Problem to work on:
For this exercise, repeat the listing below from its first line through the line containing "Target: sky", exactly as written.

Extracted records:
Segment Open

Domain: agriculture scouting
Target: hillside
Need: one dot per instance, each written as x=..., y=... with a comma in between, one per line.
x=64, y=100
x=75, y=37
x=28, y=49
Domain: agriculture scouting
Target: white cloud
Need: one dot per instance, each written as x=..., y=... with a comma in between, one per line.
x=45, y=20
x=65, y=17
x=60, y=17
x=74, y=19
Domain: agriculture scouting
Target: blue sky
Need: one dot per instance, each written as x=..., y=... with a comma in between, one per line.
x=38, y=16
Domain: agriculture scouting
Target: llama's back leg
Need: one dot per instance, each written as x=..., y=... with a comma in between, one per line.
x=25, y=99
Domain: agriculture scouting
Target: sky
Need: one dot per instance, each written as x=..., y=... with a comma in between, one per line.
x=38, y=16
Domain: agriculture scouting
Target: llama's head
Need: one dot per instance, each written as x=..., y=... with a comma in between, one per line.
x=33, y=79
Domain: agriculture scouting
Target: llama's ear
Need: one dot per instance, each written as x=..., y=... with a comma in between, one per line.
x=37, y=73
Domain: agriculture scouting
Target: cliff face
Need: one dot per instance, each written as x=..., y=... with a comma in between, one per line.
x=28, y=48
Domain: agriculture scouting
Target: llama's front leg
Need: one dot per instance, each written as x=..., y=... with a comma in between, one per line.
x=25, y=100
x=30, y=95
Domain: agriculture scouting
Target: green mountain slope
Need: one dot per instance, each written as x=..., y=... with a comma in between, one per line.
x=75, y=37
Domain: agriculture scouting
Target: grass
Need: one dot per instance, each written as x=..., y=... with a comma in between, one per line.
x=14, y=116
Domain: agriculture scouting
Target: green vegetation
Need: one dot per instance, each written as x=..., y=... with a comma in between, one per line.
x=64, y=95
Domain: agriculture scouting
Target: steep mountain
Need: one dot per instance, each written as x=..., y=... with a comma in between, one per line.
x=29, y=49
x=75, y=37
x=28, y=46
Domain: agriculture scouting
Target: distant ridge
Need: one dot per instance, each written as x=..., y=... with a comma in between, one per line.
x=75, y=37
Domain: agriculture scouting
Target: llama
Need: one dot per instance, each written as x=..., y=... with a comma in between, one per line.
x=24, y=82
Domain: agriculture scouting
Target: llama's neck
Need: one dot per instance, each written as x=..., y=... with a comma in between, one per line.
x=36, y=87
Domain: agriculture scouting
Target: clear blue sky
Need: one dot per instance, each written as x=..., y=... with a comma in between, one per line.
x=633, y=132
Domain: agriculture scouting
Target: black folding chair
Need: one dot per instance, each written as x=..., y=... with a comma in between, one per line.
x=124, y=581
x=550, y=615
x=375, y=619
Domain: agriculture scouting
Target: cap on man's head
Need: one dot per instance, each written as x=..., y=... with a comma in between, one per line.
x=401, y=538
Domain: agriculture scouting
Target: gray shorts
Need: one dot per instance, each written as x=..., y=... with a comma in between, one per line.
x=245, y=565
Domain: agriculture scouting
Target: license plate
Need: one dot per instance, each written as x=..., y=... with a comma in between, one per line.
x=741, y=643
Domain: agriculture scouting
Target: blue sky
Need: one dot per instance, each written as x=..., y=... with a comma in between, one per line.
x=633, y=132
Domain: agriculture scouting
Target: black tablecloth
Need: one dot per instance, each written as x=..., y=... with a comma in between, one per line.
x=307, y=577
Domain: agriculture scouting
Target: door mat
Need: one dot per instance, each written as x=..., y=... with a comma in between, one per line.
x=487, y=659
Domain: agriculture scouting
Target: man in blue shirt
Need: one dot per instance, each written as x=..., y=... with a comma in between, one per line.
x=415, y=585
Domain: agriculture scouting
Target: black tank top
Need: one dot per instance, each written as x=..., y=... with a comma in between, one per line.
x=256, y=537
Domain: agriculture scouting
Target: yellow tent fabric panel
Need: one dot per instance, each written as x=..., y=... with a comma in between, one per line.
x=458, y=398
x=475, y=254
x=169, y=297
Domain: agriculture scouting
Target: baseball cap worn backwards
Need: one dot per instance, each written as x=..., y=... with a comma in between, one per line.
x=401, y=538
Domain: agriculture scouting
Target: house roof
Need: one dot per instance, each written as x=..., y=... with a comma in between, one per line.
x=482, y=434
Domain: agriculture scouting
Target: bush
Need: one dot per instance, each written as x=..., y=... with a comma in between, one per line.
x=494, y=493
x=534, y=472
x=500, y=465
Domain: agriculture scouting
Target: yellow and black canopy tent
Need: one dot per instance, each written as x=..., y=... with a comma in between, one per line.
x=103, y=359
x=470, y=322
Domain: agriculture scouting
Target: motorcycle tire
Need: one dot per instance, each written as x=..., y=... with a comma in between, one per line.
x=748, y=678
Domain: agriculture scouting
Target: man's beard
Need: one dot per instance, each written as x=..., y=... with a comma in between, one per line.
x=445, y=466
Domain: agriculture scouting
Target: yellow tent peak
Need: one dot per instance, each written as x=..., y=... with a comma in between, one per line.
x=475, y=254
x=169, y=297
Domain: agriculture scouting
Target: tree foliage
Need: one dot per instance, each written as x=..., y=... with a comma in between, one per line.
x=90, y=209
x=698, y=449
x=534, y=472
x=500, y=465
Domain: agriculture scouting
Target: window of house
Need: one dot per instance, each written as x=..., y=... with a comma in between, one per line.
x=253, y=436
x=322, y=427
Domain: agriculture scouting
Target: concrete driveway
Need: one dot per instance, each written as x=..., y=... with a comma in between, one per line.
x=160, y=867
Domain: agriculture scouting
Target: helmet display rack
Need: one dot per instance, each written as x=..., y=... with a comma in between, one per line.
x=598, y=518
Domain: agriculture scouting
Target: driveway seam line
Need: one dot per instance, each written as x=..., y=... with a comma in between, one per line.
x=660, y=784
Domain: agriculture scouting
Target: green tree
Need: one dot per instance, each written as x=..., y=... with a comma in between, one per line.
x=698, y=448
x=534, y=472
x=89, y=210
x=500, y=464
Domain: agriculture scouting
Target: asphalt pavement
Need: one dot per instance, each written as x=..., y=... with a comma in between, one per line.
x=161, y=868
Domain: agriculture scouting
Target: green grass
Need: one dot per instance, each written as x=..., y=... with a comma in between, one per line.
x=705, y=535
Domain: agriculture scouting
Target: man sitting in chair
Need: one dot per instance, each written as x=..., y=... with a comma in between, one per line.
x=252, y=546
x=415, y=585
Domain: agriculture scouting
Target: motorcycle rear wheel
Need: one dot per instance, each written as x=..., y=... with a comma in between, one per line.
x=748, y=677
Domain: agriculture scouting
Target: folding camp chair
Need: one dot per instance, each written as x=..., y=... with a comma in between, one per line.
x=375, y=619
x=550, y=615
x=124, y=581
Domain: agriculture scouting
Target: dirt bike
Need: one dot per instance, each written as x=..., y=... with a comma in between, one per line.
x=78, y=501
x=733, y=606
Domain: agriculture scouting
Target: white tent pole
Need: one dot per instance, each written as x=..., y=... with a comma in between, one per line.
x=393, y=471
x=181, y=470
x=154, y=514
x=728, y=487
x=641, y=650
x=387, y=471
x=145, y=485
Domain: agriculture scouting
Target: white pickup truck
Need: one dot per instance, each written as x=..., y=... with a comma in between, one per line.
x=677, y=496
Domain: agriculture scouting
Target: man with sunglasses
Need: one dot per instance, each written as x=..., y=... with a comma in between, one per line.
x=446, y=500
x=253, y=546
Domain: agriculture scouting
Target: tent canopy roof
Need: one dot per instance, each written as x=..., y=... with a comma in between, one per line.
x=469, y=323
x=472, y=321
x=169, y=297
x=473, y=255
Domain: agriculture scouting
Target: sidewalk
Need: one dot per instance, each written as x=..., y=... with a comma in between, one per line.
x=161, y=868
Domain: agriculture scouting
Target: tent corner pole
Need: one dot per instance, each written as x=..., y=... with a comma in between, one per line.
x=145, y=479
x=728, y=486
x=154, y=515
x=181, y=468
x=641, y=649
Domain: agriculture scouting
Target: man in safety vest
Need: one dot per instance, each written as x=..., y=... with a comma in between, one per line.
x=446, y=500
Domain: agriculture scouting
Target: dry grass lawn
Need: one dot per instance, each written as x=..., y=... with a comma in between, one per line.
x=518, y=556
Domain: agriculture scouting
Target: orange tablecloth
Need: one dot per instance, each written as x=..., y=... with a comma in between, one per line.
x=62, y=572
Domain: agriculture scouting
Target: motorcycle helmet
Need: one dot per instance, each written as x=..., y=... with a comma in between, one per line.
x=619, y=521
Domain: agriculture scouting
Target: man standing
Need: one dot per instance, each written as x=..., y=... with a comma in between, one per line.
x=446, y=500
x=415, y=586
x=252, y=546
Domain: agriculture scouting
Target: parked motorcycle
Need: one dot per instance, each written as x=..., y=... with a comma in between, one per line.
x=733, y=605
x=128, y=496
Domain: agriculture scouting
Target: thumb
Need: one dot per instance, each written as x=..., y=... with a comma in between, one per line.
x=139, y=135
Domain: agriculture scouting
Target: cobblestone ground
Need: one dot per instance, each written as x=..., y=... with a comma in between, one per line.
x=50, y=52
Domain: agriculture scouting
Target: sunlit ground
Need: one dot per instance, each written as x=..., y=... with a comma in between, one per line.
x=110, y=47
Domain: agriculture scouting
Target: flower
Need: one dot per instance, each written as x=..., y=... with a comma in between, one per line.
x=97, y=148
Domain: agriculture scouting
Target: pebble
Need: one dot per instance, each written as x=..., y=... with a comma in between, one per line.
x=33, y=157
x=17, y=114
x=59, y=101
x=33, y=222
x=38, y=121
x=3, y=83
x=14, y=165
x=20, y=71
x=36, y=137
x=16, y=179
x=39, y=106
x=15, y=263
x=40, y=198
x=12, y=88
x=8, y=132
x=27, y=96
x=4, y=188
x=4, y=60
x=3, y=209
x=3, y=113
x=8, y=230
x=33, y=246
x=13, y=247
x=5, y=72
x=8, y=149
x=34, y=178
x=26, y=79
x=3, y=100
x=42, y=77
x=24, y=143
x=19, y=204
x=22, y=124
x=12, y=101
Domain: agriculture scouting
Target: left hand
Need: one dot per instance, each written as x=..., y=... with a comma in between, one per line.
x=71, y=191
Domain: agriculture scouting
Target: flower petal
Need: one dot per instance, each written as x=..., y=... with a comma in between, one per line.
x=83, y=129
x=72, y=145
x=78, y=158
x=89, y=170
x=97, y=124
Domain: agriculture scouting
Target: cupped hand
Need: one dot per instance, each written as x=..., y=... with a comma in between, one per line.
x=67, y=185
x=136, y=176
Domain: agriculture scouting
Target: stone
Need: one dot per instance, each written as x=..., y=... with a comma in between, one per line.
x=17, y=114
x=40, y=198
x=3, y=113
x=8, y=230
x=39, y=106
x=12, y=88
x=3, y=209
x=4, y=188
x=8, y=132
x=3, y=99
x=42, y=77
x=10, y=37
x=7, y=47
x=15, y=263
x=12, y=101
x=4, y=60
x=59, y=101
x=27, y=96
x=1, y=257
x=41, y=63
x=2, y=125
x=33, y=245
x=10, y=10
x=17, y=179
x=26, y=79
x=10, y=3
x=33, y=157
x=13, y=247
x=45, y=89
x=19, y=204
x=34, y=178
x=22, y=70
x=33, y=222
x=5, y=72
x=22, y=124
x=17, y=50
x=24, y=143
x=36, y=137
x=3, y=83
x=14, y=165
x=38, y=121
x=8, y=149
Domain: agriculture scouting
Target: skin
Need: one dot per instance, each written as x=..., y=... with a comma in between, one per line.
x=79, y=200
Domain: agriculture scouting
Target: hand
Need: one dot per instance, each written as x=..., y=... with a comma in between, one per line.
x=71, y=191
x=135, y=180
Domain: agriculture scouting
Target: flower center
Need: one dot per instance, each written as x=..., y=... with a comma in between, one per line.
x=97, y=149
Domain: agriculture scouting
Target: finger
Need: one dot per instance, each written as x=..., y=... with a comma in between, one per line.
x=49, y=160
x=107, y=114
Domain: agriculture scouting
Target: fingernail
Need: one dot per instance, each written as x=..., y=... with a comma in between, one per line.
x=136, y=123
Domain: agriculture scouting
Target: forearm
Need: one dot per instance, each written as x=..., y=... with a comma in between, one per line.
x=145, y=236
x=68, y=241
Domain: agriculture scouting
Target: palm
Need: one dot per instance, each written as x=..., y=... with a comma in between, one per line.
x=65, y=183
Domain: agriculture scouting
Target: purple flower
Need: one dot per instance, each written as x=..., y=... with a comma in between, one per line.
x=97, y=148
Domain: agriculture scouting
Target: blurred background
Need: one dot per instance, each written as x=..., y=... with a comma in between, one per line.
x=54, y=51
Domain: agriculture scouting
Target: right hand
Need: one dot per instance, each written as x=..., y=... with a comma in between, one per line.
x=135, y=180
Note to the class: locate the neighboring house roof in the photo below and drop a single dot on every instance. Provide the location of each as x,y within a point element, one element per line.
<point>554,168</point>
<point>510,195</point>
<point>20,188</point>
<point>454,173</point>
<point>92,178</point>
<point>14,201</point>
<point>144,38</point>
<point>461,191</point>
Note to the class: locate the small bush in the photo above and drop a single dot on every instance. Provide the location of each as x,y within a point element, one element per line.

Segment Closed

Solution to this problem:
Domain: agriculture scouting
Target: hillside
Need: one dot per instance, each written as x=..., y=... with a comma in between, one per line.
x=64, y=100
x=75, y=37
x=28, y=49
Domain: agriculture scouting
Target: white cloud
Need: one dot per instance, each written as x=..., y=... with a comma in between, one per line.
x=45, y=20
x=65, y=17
x=60, y=17
x=74, y=19
Domain: agriculture scouting
Target: blue sky
Need: one dot per instance, each written as x=..., y=... with a comma in between, one per line.
x=38, y=16
Domain: agriculture scouting
Target: llama's back leg
Need: one dot per instance, each written as x=..., y=... with a comma in between, one per line.
x=25, y=99
Domain: agriculture scouting
Target: sky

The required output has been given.